>> begin

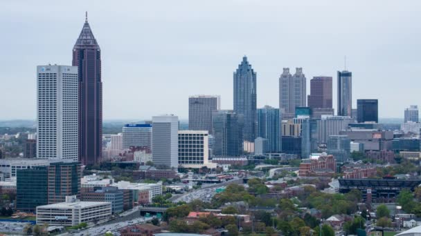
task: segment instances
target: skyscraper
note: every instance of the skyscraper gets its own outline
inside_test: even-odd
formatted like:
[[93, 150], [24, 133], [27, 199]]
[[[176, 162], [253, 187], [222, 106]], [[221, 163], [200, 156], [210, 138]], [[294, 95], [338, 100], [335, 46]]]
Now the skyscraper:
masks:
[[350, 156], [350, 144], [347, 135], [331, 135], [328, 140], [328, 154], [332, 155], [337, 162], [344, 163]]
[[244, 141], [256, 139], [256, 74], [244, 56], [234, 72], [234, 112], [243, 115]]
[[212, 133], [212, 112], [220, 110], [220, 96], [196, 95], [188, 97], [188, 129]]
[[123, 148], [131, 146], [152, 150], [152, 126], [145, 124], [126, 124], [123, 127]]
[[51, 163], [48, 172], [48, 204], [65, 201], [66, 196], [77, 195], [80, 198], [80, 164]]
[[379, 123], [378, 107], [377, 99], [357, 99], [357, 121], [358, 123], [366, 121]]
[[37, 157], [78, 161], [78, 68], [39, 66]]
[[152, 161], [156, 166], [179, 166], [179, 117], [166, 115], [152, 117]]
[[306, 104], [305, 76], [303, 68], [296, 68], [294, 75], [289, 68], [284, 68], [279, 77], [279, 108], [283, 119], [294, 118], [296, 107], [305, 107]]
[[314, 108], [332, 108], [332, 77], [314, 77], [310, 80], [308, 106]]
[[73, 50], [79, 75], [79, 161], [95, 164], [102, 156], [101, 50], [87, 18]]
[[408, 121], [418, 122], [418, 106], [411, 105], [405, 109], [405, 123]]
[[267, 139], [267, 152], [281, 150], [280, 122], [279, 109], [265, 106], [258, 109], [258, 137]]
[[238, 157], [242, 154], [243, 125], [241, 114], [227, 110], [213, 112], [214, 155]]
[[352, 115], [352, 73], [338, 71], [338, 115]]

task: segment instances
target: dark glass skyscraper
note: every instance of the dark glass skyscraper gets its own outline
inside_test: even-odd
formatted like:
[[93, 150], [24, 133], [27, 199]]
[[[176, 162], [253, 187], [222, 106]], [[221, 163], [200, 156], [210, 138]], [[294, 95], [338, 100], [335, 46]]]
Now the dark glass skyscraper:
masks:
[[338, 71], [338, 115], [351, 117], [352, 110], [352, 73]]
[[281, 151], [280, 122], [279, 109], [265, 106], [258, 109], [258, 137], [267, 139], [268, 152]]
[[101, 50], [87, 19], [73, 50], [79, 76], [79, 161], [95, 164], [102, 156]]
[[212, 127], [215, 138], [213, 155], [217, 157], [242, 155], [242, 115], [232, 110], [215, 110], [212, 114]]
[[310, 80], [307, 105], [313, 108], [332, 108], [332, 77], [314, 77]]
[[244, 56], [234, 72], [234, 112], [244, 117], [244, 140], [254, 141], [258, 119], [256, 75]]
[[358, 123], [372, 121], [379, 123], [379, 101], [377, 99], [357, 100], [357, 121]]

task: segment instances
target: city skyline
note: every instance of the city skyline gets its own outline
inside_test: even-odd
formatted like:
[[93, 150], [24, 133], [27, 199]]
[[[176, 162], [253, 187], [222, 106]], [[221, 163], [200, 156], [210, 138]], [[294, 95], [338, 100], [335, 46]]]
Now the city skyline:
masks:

>> end

Your objective:
Select each line in the items above that contains the string "gets". Case counts.

Finished task:
note: every instance of the skyscraper gets its own outline
note: every instance of the dark glass skyscraper gets its own outline
note: every instance of the city skyline gets its own outline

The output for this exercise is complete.